- **Work to do**: Copy the material starting at the line that contains "of the pyramid" and ending at the line that contains "M136 11L134 15L133", swapping "thin cloud" for "wispy cloud" and changing nothing else. Give only those lines.
==== Dataset content
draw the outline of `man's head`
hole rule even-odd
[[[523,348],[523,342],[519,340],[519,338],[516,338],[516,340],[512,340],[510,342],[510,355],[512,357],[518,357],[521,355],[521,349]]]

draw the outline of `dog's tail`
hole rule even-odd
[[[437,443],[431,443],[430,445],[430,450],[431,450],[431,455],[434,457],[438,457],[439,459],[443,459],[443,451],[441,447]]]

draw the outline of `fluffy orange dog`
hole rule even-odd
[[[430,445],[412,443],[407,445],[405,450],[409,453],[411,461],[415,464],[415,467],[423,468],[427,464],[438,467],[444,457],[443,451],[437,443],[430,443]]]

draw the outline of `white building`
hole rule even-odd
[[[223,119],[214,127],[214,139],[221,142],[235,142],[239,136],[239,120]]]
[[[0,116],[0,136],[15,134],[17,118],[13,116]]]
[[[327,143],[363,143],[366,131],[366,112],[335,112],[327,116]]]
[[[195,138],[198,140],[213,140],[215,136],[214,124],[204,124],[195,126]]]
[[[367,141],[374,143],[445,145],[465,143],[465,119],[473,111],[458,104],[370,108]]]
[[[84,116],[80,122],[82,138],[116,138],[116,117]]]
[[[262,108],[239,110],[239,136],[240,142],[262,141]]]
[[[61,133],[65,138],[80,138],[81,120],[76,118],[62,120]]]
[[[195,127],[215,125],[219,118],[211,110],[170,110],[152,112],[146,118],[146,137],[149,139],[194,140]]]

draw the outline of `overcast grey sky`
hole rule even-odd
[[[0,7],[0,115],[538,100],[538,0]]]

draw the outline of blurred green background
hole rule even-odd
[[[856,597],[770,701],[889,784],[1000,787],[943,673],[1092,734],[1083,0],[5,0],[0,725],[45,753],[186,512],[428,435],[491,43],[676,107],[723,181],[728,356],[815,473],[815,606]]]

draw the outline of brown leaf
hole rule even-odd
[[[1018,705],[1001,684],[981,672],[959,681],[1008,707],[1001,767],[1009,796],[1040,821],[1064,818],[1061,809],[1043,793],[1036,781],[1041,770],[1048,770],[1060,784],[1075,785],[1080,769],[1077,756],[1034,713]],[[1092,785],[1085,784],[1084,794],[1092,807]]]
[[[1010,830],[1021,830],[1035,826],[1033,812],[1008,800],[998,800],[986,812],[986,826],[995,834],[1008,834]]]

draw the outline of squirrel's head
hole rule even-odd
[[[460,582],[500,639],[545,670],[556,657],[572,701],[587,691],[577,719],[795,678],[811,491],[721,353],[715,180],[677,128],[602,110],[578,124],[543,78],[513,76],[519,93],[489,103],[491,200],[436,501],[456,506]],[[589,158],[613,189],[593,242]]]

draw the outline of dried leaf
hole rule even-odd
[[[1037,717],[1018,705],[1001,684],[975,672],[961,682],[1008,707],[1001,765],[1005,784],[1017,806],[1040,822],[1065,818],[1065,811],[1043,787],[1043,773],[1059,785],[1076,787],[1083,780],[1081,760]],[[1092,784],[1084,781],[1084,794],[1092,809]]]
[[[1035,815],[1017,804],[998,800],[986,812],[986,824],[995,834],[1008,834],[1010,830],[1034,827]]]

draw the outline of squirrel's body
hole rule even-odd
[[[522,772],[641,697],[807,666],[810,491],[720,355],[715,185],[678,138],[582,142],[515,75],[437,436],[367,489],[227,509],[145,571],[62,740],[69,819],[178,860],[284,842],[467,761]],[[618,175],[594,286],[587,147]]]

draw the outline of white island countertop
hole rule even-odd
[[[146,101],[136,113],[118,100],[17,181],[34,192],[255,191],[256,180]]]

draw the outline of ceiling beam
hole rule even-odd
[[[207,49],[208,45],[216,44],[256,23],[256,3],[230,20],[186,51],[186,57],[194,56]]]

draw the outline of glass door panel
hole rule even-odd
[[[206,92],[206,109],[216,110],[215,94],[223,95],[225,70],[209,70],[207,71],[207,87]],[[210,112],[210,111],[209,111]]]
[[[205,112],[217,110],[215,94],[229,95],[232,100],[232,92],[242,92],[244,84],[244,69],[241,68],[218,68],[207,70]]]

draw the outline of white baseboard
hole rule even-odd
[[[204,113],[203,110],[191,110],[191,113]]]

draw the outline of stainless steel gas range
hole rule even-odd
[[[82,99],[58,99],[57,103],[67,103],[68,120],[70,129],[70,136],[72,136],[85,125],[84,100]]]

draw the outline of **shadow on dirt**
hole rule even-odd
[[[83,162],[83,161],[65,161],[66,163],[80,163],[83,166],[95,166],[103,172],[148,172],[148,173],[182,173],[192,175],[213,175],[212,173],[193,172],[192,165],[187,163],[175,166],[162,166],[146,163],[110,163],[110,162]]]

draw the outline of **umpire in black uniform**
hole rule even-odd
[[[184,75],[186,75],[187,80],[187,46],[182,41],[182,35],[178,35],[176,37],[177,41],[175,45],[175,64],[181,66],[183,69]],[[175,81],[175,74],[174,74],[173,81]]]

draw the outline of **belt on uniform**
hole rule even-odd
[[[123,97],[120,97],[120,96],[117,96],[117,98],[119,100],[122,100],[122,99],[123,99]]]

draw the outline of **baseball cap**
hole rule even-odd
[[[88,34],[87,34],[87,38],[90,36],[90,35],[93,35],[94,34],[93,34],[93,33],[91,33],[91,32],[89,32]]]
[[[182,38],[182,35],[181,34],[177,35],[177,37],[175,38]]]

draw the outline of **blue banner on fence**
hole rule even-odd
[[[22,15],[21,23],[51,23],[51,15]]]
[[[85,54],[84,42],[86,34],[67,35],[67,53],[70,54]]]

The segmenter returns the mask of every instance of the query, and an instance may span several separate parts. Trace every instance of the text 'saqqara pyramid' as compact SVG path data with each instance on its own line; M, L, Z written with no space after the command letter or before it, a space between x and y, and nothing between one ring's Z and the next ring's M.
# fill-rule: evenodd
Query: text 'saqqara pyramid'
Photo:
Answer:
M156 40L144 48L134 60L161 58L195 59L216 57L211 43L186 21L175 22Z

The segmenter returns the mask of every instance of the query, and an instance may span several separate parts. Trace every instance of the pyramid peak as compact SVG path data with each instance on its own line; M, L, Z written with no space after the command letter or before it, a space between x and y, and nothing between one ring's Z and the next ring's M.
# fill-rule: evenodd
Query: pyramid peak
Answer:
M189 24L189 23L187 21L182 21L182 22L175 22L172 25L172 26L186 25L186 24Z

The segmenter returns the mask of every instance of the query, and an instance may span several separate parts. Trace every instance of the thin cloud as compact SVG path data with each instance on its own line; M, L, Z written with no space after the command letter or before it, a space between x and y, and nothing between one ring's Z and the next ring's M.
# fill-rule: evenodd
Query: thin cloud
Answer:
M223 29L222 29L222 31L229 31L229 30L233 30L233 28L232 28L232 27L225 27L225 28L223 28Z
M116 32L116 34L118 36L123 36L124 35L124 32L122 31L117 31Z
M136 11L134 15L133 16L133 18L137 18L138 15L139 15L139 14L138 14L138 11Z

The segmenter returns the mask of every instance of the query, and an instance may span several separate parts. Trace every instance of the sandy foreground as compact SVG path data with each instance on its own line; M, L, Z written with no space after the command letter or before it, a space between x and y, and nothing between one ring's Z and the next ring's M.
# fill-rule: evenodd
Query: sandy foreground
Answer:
========
==== Dataset content
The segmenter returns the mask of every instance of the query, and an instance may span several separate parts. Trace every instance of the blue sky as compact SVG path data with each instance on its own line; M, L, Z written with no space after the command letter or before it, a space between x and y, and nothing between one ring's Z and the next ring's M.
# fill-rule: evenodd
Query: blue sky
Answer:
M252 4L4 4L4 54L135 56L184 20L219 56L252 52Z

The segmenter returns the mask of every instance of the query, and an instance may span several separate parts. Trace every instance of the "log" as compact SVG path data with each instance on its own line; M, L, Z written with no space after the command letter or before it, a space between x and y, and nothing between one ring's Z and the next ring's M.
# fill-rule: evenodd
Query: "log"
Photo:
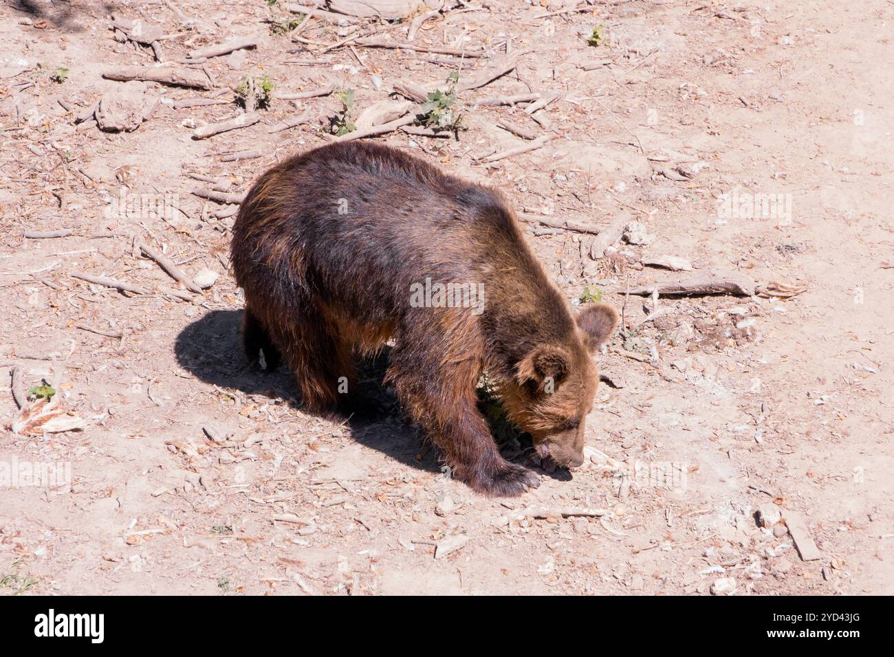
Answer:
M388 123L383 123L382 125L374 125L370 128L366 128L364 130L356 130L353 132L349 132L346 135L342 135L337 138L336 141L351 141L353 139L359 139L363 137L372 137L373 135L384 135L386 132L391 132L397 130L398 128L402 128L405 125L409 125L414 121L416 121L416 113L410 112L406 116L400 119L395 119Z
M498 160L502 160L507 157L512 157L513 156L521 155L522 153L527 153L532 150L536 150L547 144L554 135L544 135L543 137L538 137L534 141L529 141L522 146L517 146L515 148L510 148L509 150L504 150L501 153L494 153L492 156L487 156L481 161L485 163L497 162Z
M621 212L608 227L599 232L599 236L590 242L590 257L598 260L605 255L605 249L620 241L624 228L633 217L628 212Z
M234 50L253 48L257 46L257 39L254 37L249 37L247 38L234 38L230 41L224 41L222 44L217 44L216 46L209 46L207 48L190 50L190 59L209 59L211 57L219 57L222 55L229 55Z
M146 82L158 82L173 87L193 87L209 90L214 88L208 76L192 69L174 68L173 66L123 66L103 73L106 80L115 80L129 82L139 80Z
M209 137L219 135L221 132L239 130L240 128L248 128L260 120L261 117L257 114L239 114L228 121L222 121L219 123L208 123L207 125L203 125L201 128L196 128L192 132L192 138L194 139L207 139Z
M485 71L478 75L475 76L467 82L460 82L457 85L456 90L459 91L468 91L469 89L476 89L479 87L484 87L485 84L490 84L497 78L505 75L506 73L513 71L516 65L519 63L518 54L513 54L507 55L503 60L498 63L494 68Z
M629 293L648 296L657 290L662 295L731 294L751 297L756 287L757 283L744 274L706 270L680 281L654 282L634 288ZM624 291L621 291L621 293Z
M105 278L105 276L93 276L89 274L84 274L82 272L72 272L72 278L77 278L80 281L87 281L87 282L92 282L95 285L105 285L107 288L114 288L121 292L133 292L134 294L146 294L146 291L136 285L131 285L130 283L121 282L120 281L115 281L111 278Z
========
==== Dataset content
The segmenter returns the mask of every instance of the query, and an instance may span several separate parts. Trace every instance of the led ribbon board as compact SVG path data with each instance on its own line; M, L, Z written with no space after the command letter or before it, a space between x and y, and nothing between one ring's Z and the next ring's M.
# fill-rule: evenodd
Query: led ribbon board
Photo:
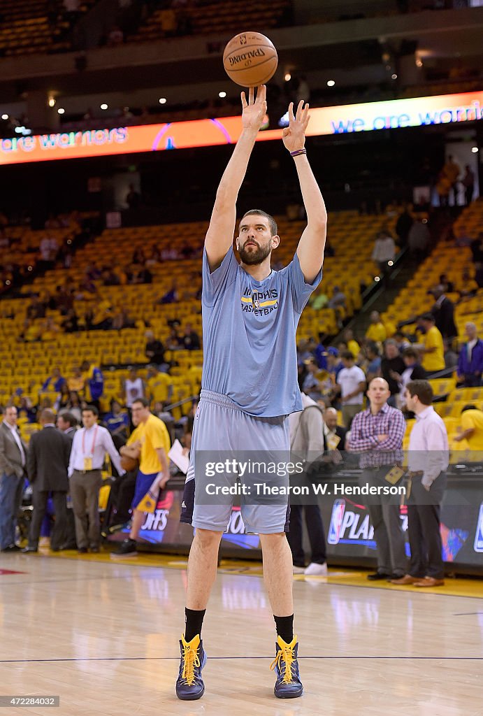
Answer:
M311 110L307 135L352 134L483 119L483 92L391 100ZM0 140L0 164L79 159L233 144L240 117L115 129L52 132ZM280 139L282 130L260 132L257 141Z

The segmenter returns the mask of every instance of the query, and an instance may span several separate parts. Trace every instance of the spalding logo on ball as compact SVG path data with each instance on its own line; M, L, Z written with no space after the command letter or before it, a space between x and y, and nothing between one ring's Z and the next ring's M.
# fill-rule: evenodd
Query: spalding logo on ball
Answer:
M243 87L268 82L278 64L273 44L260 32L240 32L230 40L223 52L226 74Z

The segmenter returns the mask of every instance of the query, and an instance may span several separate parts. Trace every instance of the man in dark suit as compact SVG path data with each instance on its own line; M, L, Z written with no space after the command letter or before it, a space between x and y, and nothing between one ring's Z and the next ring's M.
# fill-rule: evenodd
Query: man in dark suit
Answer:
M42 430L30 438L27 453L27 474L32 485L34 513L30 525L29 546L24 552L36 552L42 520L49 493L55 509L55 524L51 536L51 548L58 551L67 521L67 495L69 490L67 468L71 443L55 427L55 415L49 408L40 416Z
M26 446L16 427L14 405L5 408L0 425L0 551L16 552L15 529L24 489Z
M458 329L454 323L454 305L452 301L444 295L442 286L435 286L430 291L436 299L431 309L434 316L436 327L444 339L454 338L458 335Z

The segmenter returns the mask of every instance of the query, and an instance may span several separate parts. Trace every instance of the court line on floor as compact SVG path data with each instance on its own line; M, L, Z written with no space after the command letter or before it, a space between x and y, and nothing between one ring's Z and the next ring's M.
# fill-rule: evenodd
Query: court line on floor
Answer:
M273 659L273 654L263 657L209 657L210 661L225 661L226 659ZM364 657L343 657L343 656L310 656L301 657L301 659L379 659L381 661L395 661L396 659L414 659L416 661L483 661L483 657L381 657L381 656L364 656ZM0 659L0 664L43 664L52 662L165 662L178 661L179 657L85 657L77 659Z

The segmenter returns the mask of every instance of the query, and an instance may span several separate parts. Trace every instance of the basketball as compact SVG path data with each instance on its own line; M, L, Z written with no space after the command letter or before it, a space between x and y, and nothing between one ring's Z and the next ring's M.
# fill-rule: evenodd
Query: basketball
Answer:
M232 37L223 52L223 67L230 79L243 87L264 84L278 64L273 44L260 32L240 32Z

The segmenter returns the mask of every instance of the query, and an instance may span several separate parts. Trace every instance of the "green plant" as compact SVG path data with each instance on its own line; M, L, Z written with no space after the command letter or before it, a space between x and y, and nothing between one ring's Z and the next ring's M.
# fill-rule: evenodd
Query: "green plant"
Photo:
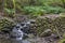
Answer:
========
- **Correct answer**:
The segmenter returns the mask of every instance of the query, and an instance may span several separate parts. Trace every instance of the pyramid peak as compact SVG path data with each instance on its own line; M, L, Z written with no space after the command letter or before it, a space between x and y, and nothing between one ring's Z and the next ring's M.
# fill-rule: evenodd
Query: pyramid peak
Answer:
M189 24L189 23L187 21L182 21L182 22L175 22L172 25L172 26L186 25L186 24Z

The segmenter returns the mask of every instance of the query, and an instance may span several separate parts. Trace every instance of the wispy cloud as compact SVG path data with each instance on its own line; M, L, Z written with no space after the command letter or before it, a space between x and y, and nothing between one ring's Z and the next ring's M.
# fill-rule: evenodd
Query: wispy cloud
Answer:
M223 29L222 29L222 31L229 31L229 30L233 30L233 28L232 28L232 27L225 27L225 28L223 28Z
M116 32L116 34L118 36L123 36L124 35L124 32L122 31L117 31Z
M136 11L134 15L133 16L133 18L137 18L138 15L139 15L139 14L138 14L138 11Z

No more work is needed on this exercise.